Extracted data entries:

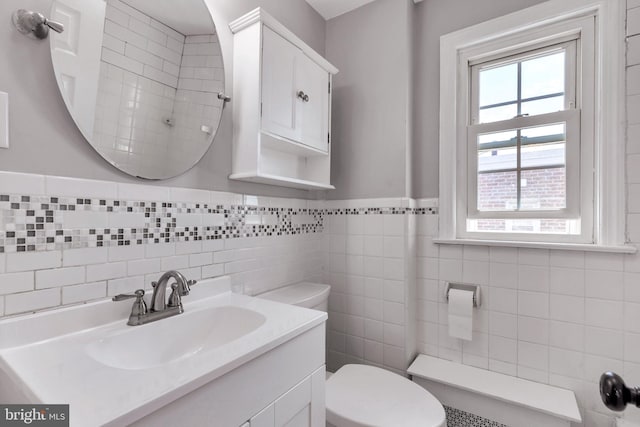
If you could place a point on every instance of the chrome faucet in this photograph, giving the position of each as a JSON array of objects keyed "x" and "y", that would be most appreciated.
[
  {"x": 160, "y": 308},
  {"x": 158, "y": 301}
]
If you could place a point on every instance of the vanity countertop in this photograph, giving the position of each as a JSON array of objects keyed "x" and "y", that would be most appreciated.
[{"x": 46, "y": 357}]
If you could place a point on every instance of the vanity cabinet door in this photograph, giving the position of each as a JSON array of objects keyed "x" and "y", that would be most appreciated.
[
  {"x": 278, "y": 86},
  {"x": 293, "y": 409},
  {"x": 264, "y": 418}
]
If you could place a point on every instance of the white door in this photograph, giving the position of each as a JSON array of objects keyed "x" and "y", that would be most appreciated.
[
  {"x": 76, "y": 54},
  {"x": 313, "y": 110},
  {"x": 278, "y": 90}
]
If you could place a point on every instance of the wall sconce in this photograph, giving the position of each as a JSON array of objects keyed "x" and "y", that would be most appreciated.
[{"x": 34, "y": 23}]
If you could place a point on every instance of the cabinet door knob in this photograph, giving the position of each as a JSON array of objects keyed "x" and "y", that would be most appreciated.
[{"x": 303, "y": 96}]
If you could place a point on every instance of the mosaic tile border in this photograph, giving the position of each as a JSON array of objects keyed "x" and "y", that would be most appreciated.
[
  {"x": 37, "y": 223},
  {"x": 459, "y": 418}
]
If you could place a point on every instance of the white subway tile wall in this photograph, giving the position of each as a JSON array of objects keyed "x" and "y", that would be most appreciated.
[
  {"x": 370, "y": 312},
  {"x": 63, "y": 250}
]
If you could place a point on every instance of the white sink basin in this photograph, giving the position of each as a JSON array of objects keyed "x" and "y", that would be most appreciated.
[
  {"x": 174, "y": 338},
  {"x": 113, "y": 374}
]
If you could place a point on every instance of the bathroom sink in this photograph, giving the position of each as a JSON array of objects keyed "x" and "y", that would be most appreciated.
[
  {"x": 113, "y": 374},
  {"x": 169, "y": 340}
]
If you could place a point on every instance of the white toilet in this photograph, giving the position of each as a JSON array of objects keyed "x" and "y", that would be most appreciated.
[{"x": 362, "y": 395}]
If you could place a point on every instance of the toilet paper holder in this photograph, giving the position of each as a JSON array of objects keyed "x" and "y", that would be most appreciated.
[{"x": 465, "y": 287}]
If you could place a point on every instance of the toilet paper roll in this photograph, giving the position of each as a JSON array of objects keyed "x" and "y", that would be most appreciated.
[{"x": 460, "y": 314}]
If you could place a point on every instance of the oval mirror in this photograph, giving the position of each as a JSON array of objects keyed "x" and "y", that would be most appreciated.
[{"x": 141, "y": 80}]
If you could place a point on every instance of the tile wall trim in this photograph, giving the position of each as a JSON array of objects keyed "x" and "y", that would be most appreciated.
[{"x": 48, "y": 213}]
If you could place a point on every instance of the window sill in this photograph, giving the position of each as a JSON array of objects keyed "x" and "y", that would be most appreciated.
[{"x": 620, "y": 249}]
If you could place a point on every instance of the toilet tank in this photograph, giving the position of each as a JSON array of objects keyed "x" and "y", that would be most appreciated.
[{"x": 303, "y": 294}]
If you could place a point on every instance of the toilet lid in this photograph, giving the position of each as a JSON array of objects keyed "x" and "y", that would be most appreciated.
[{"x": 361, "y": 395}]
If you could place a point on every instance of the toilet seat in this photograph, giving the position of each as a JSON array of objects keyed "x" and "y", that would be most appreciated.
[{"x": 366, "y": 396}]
* * *
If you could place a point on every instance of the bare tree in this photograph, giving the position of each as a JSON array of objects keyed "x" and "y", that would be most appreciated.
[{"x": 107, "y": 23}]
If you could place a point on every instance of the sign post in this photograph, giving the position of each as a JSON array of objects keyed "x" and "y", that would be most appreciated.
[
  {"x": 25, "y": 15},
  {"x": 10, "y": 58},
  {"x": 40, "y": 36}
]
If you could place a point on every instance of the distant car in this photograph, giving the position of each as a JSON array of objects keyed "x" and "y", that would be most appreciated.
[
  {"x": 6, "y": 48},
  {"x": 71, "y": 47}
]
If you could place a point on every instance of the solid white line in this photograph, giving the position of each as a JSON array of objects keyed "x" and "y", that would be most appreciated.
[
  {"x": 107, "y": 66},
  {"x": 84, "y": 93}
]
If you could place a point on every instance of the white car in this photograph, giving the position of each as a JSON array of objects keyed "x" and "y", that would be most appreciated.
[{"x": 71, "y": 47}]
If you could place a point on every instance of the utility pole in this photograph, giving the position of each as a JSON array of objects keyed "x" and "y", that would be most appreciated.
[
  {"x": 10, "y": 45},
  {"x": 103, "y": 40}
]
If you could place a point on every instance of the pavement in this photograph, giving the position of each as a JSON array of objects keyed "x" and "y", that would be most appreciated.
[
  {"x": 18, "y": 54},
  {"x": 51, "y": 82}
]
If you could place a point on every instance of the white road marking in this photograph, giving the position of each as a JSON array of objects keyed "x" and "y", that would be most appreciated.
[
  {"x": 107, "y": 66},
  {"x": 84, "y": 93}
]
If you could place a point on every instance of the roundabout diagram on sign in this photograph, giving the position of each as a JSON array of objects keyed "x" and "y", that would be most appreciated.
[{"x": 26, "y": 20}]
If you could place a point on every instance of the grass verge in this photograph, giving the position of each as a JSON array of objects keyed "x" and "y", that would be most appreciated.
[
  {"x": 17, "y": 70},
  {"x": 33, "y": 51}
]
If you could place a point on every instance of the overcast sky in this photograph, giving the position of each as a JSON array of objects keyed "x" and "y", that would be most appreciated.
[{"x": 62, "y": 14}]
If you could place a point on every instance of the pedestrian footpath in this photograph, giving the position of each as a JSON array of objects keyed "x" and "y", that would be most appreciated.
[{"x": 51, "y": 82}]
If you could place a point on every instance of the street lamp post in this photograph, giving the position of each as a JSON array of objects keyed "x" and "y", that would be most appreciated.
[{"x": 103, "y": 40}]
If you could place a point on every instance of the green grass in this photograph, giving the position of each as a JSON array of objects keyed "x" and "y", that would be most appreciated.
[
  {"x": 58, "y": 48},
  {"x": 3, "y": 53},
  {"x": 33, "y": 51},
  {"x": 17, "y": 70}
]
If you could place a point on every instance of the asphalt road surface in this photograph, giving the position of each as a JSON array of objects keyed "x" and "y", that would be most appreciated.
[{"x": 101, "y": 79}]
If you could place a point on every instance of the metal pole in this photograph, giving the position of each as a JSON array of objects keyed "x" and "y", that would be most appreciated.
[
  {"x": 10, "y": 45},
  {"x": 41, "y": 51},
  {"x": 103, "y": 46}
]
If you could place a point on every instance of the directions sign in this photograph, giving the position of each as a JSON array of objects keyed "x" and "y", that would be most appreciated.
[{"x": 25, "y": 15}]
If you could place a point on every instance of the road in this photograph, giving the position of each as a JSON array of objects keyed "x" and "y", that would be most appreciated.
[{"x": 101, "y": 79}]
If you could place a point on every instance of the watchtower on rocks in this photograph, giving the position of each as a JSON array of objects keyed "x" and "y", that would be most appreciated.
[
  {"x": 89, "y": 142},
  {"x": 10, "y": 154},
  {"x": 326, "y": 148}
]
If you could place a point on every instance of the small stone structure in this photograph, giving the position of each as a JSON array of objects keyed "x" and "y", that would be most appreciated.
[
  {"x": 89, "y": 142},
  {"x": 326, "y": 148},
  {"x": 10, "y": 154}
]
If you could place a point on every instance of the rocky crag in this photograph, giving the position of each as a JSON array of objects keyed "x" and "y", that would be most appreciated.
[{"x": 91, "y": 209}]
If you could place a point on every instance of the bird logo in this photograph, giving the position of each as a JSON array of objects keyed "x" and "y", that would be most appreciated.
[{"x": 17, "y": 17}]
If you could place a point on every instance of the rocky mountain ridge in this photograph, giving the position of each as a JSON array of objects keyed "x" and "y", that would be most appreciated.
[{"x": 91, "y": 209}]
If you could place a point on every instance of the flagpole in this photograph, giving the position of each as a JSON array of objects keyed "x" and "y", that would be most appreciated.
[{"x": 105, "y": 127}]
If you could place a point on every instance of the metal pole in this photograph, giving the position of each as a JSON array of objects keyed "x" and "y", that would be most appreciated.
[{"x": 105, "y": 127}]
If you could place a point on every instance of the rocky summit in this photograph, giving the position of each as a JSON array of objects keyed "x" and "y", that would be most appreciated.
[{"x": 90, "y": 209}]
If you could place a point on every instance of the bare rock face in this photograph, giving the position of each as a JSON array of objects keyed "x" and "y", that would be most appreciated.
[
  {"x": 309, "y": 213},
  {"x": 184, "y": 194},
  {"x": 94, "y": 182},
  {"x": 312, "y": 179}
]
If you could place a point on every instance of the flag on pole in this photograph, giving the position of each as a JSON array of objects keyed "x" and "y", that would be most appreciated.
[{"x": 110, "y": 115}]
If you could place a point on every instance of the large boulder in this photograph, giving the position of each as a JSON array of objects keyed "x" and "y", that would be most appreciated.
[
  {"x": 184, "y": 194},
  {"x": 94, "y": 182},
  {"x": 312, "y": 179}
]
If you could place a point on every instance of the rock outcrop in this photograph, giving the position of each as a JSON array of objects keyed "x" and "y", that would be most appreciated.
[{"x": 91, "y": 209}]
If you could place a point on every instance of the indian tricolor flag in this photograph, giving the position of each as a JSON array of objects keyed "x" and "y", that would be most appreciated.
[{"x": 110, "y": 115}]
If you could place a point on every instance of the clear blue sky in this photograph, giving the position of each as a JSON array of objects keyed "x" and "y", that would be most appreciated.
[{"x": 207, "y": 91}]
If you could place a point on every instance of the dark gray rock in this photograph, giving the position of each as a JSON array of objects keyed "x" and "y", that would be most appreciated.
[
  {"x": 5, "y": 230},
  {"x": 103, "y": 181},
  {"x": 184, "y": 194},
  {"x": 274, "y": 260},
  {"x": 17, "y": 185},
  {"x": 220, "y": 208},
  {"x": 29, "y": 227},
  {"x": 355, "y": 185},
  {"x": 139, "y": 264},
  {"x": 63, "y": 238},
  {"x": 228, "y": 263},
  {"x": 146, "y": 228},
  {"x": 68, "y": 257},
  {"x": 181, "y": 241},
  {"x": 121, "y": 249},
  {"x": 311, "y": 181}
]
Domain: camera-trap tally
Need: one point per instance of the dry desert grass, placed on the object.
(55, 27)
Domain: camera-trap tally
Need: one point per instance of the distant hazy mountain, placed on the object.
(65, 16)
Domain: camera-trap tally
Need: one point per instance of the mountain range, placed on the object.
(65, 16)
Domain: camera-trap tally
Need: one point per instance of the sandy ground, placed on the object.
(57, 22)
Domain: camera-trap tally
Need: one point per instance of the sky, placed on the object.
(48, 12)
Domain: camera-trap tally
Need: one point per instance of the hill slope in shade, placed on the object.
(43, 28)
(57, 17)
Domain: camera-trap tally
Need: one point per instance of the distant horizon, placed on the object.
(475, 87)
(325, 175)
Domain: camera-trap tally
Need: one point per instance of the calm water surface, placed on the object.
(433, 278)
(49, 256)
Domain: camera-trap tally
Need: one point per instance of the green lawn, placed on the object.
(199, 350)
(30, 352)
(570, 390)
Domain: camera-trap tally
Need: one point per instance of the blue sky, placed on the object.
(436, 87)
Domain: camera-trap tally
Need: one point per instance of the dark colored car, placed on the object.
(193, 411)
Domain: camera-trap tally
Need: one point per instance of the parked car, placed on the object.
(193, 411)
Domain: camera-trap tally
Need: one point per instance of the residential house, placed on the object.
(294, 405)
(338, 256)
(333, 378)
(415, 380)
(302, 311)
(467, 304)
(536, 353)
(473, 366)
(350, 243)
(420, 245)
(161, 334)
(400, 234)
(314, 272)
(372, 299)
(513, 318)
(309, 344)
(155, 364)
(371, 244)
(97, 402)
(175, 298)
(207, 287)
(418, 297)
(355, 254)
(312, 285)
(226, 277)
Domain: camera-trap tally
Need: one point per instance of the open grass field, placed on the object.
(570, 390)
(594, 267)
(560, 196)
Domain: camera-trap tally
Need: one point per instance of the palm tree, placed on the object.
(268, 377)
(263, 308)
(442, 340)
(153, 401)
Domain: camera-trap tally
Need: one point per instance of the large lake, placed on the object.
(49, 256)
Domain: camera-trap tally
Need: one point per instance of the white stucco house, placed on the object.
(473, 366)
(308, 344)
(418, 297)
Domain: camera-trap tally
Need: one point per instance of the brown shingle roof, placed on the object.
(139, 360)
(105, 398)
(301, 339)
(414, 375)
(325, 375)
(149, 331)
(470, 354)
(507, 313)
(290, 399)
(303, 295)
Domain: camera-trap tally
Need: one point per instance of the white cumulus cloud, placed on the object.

» Exercise directions
Both end lines included, restate word for word the lines above from the line with "Need: one point per instance of the calm" to the line with "Need: one point per instance of the white cumulus", and nothing else.

» Problem solution
Need: one point per instance of the calm water surface, placed on the object.
(433, 278)
(49, 256)
Domain: camera-trap tally
Need: one point per instance of the green lawn, placed on the object.
(199, 350)
(30, 352)
(570, 390)
Domain: camera-trap tally
Need: one point per instance of the blue sky, placed on the object.
(436, 87)
Domain: camera-trap tally
Need: one point per instance of the dark colored car, placed on the object.
(193, 411)
Domain: camera-trap tally
Need: one point per instance of the parked car, placed on the object.
(193, 411)
Domain: camera-trap tally
Need: one point per instance of the residential house, placed on the object.
(294, 405)
(338, 256)
(333, 378)
(415, 380)
(302, 311)
(467, 304)
(536, 353)
(473, 366)
(350, 243)
(420, 245)
(161, 334)
(400, 234)
(314, 272)
(372, 299)
(513, 318)
(309, 344)
(155, 364)
(371, 244)
(97, 402)
(175, 298)
(207, 287)
(418, 297)
(355, 254)
(312, 285)
(226, 277)
Domain: camera-trap tally
Need: one point per instance of the open grass field, placed on the object.
(570, 390)
(594, 267)
(560, 196)
Domain: camera-trap tally
Need: one point per instance of the palm tree, placed on the object.
(268, 377)
(263, 308)
(442, 340)
(153, 401)
Domain: camera-trap tally
Need: one point per instance of the large lake, placed on the object.
(49, 256)
Domain: camera-trap tally
Need: one point per instance of the white stucco house, placed on the object.
(473, 366)
(308, 344)
(418, 297)
Domain: camera-trap tally
Need: one point per instance of the brown shingle roof, placed on the object.
(139, 360)
(105, 398)
(301, 339)
(414, 375)
(325, 375)
(149, 331)
(470, 354)
(507, 313)
(290, 399)
(303, 295)
Domain: camera-trap tally
Need: one point per instance of the white cumulus cloud, placed on the object.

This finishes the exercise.